▶ Written task
Update the records below by replacing each "Quickstart for the function" with "Overview of the function" and leaving everything else unchanged. Leave the pictures out of your answer.

▶ Records supplied
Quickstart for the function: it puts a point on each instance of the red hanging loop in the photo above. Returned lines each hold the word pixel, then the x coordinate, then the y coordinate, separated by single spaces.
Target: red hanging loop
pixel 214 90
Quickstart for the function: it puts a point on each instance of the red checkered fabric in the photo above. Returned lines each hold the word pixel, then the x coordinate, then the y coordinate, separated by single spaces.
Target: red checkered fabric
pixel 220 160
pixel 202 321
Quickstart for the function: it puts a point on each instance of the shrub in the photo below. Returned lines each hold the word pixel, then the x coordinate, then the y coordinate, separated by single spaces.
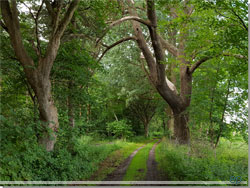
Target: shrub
pixel 120 129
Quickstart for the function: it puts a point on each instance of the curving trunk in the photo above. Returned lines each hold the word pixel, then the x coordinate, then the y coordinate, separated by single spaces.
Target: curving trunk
pixel 47 112
pixel 181 130
pixel 38 73
pixel 146 129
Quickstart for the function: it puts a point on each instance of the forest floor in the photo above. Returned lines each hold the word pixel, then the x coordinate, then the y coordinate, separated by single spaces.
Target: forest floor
pixel 140 165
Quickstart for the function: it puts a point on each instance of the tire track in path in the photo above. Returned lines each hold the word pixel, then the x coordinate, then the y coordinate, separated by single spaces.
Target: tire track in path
pixel 152 172
pixel 119 173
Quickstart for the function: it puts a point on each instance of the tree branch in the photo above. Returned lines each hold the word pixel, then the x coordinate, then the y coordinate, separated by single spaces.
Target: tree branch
pixel 3 26
pixel 145 22
pixel 46 64
pixel 170 48
pixel 135 18
pixel 243 23
pixel 239 56
pixel 198 63
pixel 113 45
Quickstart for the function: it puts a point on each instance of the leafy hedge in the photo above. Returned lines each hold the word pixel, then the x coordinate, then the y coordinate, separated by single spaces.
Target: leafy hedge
pixel 180 164
pixel 21 158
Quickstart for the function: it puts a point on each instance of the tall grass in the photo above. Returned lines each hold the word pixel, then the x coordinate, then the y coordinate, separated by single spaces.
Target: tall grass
pixel 201 163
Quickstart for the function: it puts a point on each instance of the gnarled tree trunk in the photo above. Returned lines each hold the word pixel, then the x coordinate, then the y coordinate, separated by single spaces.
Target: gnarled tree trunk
pixel 48 114
pixel 38 75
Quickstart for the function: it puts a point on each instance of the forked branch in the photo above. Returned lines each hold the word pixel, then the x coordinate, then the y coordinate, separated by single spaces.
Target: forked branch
pixel 115 44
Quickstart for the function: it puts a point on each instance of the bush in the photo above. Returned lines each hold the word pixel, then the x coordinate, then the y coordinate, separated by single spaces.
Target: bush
pixel 22 159
pixel 180 164
pixel 120 129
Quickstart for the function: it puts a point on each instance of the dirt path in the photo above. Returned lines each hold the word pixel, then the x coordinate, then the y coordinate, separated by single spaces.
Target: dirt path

▶ The completed task
Overview of the function: it puts a point on each instance of the red hanging loop in the photo above. Returned lines each hold the word pixel, then the x coordinate, then the y coordinate, separated by single spaces.
Target: red hanging loop
pixel 214 90
Overview of the function: it puts a point on each instance of the red checkered fabric in the photo above. Returned lines each hold the word pixel, then the x coordinate, then the y coordinate, separated by single spaces.
Target: red checkered fabric
pixel 220 160
pixel 202 321
Overview of the function: it puts a point on each instance of the shrub in the photo below. Returned lines each hold the word pixel, then the x coordinate, then the y coordinate, separated by single spaces.
Target: shrub
pixel 120 129
Overview of the function: it puts a point on each instance of the curving trunk in the photo above. Returned lines each hold the word pixel, then the x coordinate, then the y coordinate, separated by single spaces.
Target: curving trunk
pixel 47 112
pixel 181 130
pixel 38 73
pixel 146 129
Overview of the function: it puts a point on each instance of the forest floor in the photo above. Returned lines each hold the word pixel, then the x coordinate, then the y coordinate, separated by single spaces.
Target: forest floor
pixel 140 165
Overview of the function: it puts a point on each instance of the tire track in path in the photo above. Returned lines each hold the word pixel, then the x coordinate, then the y coordinate, separated by single spaces.
Target: tire track in path
pixel 152 172
pixel 119 173
Overview of the function: it puts a point on each instance of the tree branch in the photo above. Returned lines each hold the word pixel, then the x coordinate, then the y coordinate, separated by single spaces.
Target: tree branch
pixel 3 26
pixel 145 22
pixel 46 64
pixel 170 48
pixel 135 18
pixel 243 23
pixel 239 56
pixel 198 63
pixel 113 45
Overview of the function: it puts a point on each instance of the leafy hedge in the photo above. Returned lines each hold the word pixel, then the x coordinate, then the y coordinate, separated by single spaces.
Target: leafy hedge
pixel 180 164
pixel 21 158
Overview of the function: it puts a point on each instance of the tall grass in the photo above. Returned lines each hold the word pixel, then the x coordinate, then the y coordinate, separated by single spaces.
Target: tall grass
pixel 201 163
Overview of the function: it puts a point on each instance of the gnarled tree trunk in the photo above. Returned lines each hold the word pixel, then the x coordinate, then the y coordinate, separated by single spaces.
Target: gnarled tree trunk
pixel 48 114
pixel 38 75
Overview of the function: it puts a point on each instance of the forked branch in the photo above. Returned lines each hold the word pixel, then the x coordinate, then the y coordinate, separated by single spaces.
Target: forked branch
pixel 115 44
Overview of the function: it puts a point on each instance of the bush in the photo above. Returned lines each hold the word pixel, then the x coordinate, then the y coordinate, separated by single spaces.
Target: bush
pixel 22 159
pixel 180 164
pixel 120 129
Overview of the function: it puts a point on each instance of the dirt path in the photo above. Returned lines each hold the word pixel, then the x coordinate, then the y coordinate, separated by single spaces.
Target: dirt path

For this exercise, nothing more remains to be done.